Extract provided:

The latest avant-garde bill of national caliber (Aug. 25) was a joint presentation by a local Justice League of creative forces: The Civic Minded 5, Timucua Arts Foundation and the Gallery at Avalon Island. Like the congress that presented it, the lineup was a confluence of bright and progressive minds.
Topping the bill was Brooklyn transplant Ava Mendoza, the highly noted experimental guitarist who is currently making noise in Unnatural Ways. Despite the name of her primary act, the things Mendoza did on guitar at this solo performance – from making a slide sound like whale songs to conjuring aboriginal spirits – were like the very forces of nature.
At times, her noise-baked badlands blues plays like some epic, elemental cross of Sir Richard Bishop and Earth, but with a wild-child streak. Across sonic landscapes that are gorgeous, foreboding and sonically feral, it’s a sound at once forward and ancient.
Proving her notable bona fides in the avant-garde scene, NYC’s Jessica Pavone takes a classical instrument (viola) and, through technique and effects, stretches it into far realms that span harrowing edges, dark atmosphere, eerie loneliness and noise-fried intensity.
This wasn’t just some exercise in ingenuity or, worse, strangeness for its own sake. No, this riveting display was a thing of expressive power and experimental mastery.

Data records:
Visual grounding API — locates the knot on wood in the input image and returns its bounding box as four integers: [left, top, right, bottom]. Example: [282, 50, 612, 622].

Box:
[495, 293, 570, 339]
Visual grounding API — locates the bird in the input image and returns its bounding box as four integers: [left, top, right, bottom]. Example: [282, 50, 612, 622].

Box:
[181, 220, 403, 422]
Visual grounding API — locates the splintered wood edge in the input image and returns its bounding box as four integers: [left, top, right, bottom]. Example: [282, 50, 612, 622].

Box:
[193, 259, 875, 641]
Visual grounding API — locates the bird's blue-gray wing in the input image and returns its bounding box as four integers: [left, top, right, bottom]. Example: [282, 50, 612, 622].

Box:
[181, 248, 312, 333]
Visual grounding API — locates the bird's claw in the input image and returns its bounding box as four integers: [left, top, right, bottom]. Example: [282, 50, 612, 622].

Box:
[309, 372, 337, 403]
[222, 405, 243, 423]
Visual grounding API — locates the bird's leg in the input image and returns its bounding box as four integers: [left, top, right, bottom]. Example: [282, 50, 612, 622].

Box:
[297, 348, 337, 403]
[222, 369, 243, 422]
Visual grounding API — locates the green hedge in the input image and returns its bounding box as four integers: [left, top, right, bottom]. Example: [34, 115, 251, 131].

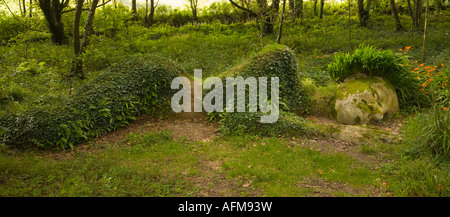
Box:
[328, 44, 426, 108]
[209, 44, 308, 136]
[219, 44, 304, 111]
[0, 55, 181, 149]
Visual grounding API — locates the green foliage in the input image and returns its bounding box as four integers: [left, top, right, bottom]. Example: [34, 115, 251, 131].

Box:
[219, 44, 304, 111]
[220, 111, 312, 136]
[328, 44, 423, 107]
[205, 44, 309, 136]
[404, 106, 450, 160]
[0, 55, 181, 149]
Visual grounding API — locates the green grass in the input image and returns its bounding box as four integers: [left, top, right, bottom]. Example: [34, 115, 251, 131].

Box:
[0, 132, 376, 196]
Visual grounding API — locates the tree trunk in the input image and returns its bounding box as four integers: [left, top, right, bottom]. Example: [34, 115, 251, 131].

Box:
[81, 0, 99, 48]
[348, 0, 352, 52]
[28, 0, 33, 17]
[131, 0, 137, 15]
[389, 0, 403, 31]
[414, 0, 423, 28]
[319, 0, 325, 19]
[277, 0, 286, 44]
[422, 0, 428, 62]
[358, 0, 369, 27]
[72, 0, 99, 79]
[72, 0, 84, 78]
[406, 0, 416, 24]
[289, 0, 296, 19]
[314, 0, 317, 16]
[22, 0, 27, 17]
[295, 0, 303, 18]
[149, 0, 156, 26]
[39, 0, 69, 45]
[264, 0, 280, 34]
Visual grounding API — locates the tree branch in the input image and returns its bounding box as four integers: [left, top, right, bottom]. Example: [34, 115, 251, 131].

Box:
[61, 0, 111, 14]
[229, 0, 258, 16]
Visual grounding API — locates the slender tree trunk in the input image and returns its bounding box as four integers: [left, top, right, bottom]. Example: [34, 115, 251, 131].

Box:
[28, 0, 33, 17]
[313, 0, 317, 16]
[72, 0, 99, 79]
[289, 0, 296, 19]
[319, 0, 325, 19]
[406, 0, 415, 24]
[414, 0, 423, 28]
[22, 0, 27, 17]
[295, 0, 303, 18]
[277, 0, 286, 44]
[422, 0, 428, 62]
[81, 0, 99, 48]
[19, 0, 24, 16]
[389, 0, 403, 31]
[39, 0, 69, 45]
[348, 0, 352, 52]
[144, 0, 148, 25]
[149, 0, 156, 26]
[358, 0, 369, 27]
[72, 0, 84, 78]
[131, 0, 137, 14]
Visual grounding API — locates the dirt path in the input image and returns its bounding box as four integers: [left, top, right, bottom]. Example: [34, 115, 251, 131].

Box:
[73, 81, 401, 197]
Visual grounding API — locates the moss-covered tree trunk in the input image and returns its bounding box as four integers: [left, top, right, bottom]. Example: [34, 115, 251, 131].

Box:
[38, 0, 69, 45]
[389, 0, 403, 31]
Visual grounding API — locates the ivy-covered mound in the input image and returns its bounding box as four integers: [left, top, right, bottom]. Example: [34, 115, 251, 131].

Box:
[0, 55, 181, 149]
[212, 45, 308, 135]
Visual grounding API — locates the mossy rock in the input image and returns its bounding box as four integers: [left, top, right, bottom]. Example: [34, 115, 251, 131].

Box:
[332, 74, 399, 125]
[218, 44, 304, 111]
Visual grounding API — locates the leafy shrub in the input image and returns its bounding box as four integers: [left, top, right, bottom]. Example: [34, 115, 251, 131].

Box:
[205, 45, 307, 135]
[0, 56, 181, 149]
[328, 44, 423, 107]
[220, 111, 311, 136]
[405, 64, 450, 159]
[219, 44, 304, 111]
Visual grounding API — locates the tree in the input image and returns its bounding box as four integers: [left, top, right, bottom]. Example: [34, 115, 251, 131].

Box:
[72, 0, 99, 79]
[407, 0, 423, 28]
[422, 0, 428, 62]
[277, 0, 286, 44]
[358, 0, 372, 27]
[289, 0, 296, 19]
[187, 0, 198, 20]
[264, 0, 280, 34]
[229, 0, 280, 37]
[313, 0, 317, 16]
[28, 0, 33, 17]
[389, 0, 403, 31]
[131, 0, 137, 15]
[319, 0, 325, 19]
[38, 0, 69, 45]
[145, 0, 159, 26]
[295, 0, 303, 18]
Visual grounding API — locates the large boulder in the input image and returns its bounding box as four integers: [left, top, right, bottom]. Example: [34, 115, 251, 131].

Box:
[332, 74, 399, 125]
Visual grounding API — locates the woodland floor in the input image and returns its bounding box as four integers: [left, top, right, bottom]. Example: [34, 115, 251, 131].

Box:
[50, 80, 402, 197]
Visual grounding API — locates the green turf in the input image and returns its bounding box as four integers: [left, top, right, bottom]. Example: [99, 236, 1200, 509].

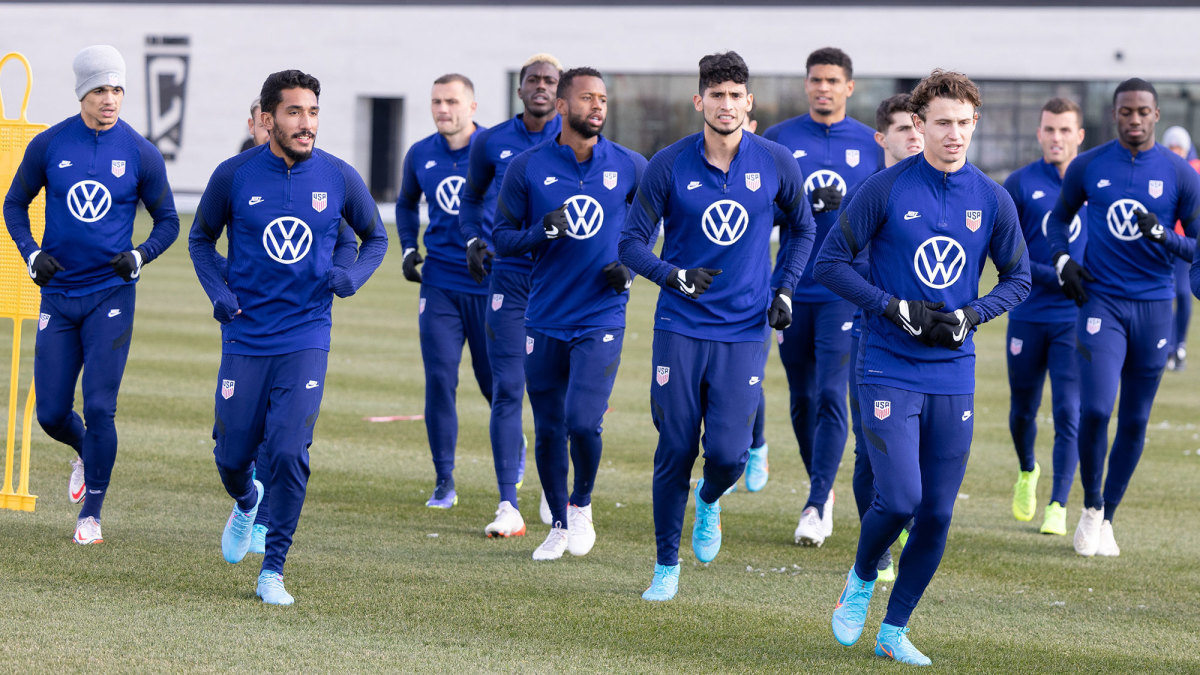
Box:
[0, 217, 1200, 673]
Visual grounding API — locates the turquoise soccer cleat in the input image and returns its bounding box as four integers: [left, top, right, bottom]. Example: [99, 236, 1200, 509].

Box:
[221, 480, 263, 565]
[642, 563, 679, 602]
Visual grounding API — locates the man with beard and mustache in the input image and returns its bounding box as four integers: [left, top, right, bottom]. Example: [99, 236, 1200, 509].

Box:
[188, 70, 388, 605]
[396, 73, 494, 509]
[492, 67, 646, 560]
[456, 54, 563, 537]
[619, 52, 816, 601]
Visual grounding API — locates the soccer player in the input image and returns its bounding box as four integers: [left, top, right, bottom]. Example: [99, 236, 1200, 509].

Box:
[768, 47, 880, 546]
[458, 54, 563, 528]
[188, 70, 388, 605]
[396, 73, 492, 506]
[1046, 78, 1200, 556]
[4, 44, 179, 544]
[844, 94, 925, 584]
[1004, 98, 1087, 534]
[814, 70, 1030, 665]
[619, 52, 815, 601]
[492, 67, 646, 560]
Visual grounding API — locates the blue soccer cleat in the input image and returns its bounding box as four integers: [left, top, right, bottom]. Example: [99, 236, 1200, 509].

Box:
[746, 443, 770, 492]
[833, 567, 875, 647]
[642, 563, 679, 602]
[250, 522, 266, 555]
[254, 569, 296, 605]
[691, 478, 721, 562]
[875, 623, 934, 665]
[221, 480, 263, 565]
[425, 480, 458, 508]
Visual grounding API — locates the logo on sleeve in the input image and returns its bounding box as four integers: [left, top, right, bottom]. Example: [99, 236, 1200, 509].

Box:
[1104, 199, 1148, 241]
[67, 180, 113, 222]
[563, 195, 604, 239]
[434, 175, 467, 216]
[263, 216, 312, 265]
[701, 199, 750, 246]
[912, 237, 967, 288]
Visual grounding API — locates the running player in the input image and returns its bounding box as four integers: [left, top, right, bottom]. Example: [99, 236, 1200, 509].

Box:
[396, 73, 492, 508]
[4, 44, 179, 544]
[620, 52, 815, 601]
[1004, 98, 1087, 534]
[814, 70, 1030, 665]
[763, 47, 881, 546]
[493, 67, 646, 560]
[1046, 78, 1200, 556]
[458, 54, 563, 528]
[188, 70, 388, 604]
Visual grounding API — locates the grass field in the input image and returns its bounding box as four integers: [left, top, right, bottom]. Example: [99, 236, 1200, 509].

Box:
[0, 217, 1200, 673]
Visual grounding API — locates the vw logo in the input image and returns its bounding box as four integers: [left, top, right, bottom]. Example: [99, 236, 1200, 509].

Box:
[1042, 211, 1084, 244]
[67, 180, 113, 222]
[701, 199, 750, 246]
[912, 237, 967, 288]
[563, 195, 604, 239]
[1104, 199, 1146, 241]
[804, 169, 846, 197]
[263, 216, 312, 265]
[437, 175, 467, 216]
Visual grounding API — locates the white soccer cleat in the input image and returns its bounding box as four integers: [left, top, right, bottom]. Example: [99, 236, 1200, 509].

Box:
[538, 490, 554, 525]
[566, 504, 596, 555]
[74, 515, 104, 545]
[796, 507, 826, 548]
[533, 527, 566, 560]
[1075, 507, 1104, 557]
[67, 458, 88, 504]
[484, 502, 526, 537]
[1096, 520, 1121, 557]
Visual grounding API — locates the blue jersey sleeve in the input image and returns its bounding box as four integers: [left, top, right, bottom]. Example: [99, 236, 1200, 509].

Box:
[812, 174, 892, 313]
[458, 132, 496, 241]
[4, 131, 53, 259]
[138, 138, 179, 262]
[967, 179, 1030, 323]
[617, 151, 676, 286]
[396, 149, 421, 251]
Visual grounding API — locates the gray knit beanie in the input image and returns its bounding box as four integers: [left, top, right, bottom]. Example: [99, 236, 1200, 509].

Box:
[71, 44, 125, 101]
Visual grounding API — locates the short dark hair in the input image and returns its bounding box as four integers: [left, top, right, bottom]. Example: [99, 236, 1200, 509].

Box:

Things to do:
a) In the concert review, which instrument does Jessica Pavone play?
b) Print everything in the concert review from "At times, her" down to "and experimental mastery.".

Responses:
a) The viola.

b)
At times, her noise-baked badlands blues plays like some epic, elemental cross of Sir Richard Bishop and Earth, but with a wild-child streak. Across sonic landscapes that are gorgeous, foreboding and sonically feral, it’s a sound at once forward and ancient.
Proving her notable bona fides in the avant-garde scene, NYC’s Jessica Pavone takes a classical instrument (viola) and, through technique and effects, stretches it into far realms that span harrowing edges, dark atmosphere, eerie loneliness and noise-fried intensity.
This wasn’t just some exercise in ingenuity or, worse, strangeness for its own sake. No, this riveting display was a thing of expressive power and experimental mastery.